§ **Instructions for the task**:
With both ends included, repeat exactly the lines of the entries below from the one containing "negative clicks: (386, 174) (359, 179)" down to the one containing "positive clicks: (369, 150)", and no others.

§ **Entries shown**:
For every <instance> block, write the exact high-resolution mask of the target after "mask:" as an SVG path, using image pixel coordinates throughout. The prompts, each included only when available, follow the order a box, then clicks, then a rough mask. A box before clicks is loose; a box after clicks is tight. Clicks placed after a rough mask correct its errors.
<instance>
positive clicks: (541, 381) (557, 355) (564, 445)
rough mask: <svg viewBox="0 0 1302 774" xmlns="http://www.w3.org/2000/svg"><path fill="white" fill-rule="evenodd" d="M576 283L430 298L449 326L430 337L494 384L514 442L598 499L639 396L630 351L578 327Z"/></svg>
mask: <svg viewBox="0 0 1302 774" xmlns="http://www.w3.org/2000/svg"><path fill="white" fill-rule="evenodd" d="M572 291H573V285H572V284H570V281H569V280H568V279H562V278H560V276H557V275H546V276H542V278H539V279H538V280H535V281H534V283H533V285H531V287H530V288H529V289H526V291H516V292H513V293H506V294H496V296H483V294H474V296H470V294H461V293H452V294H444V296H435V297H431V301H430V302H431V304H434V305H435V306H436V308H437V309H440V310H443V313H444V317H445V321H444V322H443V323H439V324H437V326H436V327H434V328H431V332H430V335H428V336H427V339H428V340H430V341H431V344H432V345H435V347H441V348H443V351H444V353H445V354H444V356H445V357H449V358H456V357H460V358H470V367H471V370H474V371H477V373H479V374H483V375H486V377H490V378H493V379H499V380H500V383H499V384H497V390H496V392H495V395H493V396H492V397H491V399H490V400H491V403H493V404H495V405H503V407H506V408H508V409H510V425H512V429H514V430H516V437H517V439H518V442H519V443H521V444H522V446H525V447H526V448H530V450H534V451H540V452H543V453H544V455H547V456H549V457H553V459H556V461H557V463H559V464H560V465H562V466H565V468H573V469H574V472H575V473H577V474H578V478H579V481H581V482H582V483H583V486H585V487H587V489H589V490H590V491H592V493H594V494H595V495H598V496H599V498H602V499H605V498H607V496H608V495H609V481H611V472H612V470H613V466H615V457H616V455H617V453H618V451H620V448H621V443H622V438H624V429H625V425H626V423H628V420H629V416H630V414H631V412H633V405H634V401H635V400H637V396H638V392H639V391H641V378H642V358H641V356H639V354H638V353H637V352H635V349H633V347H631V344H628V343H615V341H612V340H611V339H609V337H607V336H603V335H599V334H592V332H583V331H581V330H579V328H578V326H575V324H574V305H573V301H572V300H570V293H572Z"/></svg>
---
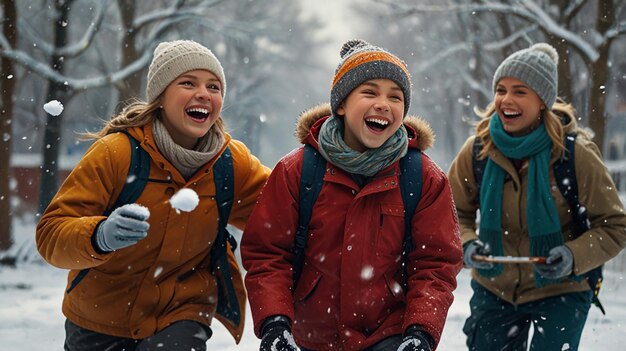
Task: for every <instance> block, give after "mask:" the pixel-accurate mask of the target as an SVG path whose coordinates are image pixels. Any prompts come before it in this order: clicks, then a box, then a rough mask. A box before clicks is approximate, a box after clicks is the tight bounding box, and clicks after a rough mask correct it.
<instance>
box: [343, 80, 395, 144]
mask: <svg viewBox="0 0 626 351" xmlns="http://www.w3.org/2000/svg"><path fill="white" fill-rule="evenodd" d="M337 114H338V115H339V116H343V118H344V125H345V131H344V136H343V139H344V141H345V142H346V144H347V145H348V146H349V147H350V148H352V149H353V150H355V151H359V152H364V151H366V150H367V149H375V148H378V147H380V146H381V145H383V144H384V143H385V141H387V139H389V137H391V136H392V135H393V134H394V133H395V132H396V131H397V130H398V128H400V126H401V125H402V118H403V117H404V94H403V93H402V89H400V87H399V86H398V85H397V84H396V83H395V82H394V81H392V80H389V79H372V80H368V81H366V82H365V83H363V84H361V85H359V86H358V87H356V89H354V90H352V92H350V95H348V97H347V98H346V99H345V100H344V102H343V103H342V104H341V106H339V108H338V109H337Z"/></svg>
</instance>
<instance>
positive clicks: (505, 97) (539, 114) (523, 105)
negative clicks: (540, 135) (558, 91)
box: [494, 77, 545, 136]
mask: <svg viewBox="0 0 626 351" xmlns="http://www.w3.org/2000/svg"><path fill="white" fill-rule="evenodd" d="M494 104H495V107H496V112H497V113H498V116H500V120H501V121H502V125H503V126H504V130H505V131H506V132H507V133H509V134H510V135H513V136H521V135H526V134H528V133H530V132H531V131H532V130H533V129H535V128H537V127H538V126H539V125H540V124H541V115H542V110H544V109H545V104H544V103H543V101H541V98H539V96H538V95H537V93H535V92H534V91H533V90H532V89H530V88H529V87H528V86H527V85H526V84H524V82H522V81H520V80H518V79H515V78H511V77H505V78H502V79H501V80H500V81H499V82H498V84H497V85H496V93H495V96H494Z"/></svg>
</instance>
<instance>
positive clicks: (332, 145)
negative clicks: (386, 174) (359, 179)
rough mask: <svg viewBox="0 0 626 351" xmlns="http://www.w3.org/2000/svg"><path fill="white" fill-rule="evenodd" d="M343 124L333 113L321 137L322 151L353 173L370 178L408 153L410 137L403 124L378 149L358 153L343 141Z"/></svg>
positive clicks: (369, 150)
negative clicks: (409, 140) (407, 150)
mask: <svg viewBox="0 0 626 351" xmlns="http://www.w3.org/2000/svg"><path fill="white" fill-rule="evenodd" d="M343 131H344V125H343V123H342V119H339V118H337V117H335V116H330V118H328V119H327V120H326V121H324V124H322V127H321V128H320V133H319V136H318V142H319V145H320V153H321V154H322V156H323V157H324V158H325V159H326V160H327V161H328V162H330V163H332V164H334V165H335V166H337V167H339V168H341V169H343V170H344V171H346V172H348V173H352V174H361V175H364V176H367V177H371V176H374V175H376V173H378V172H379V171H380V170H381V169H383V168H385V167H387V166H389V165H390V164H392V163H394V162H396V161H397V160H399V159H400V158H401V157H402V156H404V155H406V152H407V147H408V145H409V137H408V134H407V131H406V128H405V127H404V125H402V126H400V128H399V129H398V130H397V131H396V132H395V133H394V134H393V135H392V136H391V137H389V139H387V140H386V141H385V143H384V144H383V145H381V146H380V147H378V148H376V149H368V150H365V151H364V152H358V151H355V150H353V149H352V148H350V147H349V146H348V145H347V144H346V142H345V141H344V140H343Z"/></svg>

§ **Answer space**:
negative clicks: (386, 174) (359, 179)
rough mask: <svg viewBox="0 0 626 351" xmlns="http://www.w3.org/2000/svg"><path fill="white" fill-rule="evenodd" d="M343 124L333 113L321 137L322 151L353 173L370 178L408 153L410 137L403 124L378 149L358 153L343 141Z"/></svg>
positive clicks: (369, 150)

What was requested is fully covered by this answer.